** YOUR GOAL **
Count the lines below that contain the word "cage", and give only that number.

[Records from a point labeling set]
....

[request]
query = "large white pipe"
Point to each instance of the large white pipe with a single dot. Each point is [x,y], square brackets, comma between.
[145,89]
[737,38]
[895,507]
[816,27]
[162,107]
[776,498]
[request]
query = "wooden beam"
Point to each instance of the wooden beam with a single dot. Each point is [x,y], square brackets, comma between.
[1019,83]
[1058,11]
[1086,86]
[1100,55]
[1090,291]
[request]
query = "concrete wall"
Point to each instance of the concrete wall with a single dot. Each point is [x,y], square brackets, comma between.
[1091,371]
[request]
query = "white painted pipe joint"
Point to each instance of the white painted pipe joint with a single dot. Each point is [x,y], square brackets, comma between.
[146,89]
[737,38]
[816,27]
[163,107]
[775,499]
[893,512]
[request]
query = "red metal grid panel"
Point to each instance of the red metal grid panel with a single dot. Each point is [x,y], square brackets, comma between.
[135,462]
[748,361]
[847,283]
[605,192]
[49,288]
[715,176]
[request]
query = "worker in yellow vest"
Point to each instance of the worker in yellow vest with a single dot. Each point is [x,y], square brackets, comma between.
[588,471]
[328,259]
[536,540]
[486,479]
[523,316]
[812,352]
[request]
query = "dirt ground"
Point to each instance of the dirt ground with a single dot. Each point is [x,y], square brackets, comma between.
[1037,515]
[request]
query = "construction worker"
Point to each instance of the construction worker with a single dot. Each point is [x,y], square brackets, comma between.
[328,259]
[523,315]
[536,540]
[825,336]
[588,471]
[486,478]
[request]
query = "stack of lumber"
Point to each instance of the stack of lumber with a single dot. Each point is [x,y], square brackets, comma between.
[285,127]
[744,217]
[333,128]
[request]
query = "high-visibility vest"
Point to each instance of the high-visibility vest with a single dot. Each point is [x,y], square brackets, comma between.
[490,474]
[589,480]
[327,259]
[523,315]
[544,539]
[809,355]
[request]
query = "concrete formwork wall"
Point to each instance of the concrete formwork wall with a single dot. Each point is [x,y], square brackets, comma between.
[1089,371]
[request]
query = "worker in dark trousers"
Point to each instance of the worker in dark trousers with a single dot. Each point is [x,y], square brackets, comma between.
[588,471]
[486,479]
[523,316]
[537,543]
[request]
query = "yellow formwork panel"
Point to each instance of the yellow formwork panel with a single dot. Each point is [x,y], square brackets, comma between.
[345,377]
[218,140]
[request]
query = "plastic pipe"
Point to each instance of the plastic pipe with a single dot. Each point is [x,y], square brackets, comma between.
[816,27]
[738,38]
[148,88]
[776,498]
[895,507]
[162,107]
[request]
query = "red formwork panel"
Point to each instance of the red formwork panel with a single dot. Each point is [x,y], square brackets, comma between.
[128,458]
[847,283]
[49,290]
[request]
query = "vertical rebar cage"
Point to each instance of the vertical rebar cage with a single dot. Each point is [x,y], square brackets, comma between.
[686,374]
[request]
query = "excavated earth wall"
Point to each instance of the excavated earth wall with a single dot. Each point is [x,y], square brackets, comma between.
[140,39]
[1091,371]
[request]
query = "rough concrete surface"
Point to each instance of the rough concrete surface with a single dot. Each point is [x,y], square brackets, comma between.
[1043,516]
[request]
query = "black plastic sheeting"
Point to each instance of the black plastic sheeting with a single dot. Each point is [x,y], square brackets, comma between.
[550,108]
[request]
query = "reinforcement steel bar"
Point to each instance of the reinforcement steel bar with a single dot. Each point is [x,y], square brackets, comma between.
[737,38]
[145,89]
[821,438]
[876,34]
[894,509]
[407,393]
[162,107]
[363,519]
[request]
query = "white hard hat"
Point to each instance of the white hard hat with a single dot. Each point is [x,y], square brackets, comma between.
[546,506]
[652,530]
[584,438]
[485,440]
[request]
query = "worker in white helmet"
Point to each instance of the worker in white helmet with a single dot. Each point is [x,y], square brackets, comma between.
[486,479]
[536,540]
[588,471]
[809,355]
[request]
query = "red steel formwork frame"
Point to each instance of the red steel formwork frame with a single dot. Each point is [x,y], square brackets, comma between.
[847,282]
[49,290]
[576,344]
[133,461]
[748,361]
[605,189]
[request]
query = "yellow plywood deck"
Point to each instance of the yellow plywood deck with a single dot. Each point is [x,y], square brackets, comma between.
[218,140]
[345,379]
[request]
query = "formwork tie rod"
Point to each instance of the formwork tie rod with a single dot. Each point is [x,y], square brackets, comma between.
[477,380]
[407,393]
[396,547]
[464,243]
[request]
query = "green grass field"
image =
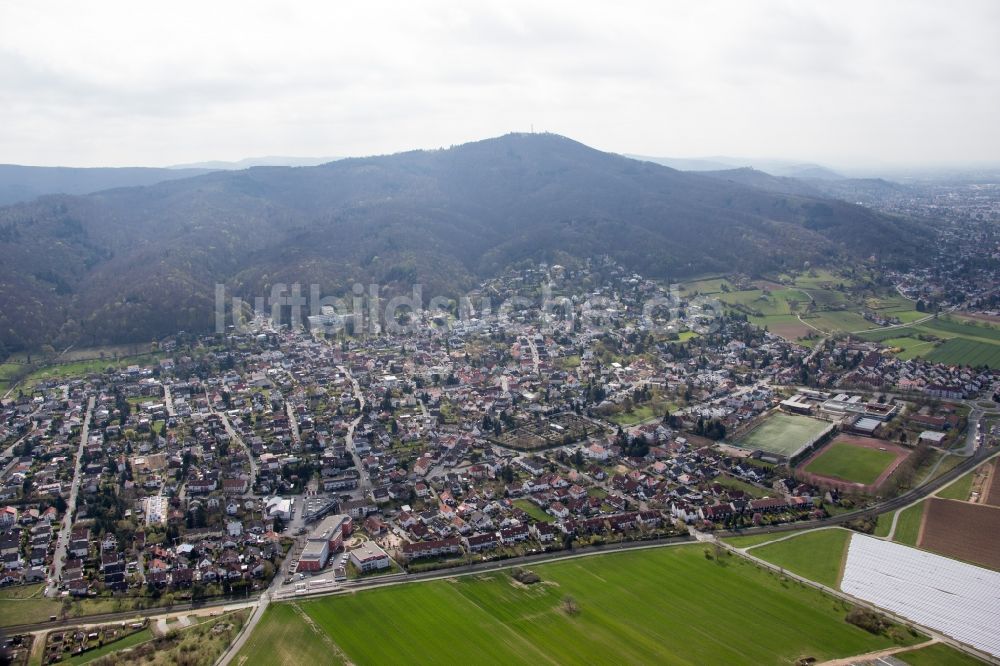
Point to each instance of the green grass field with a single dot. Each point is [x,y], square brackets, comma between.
[533,510]
[783,433]
[839,320]
[284,636]
[939,654]
[816,555]
[883,525]
[752,540]
[856,464]
[960,489]
[959,351]
[668,605]
[129,641]
[961,343]
[908,525]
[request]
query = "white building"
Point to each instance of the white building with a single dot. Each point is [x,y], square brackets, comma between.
[369,557]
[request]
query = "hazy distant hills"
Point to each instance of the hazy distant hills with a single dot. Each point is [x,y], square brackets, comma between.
[23,183]
[138,263]
[780,168]
[248,162]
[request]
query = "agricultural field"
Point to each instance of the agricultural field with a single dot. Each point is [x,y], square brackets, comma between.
[751,540]
[783,434]
[817,555]
[844,460]
[946,340]
[706,286]
[286,636]
[960,489]
[937,654]
[786,326]
[908,524]
[649,606]
[8,373]
[959,351]
[833,321]
[962,530]
[821,297]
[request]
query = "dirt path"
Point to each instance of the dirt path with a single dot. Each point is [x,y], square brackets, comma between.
[872,656]
[322,634]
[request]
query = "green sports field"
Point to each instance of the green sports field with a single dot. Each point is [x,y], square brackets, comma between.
[667,605]
[783,434]
[857,464]
[816,555]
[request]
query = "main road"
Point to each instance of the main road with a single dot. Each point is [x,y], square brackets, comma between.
[239,440]
[363,480]
[62,541]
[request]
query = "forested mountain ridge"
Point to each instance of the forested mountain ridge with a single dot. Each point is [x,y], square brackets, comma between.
[138,263]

....

** RESPONSE TO THE TASK **
2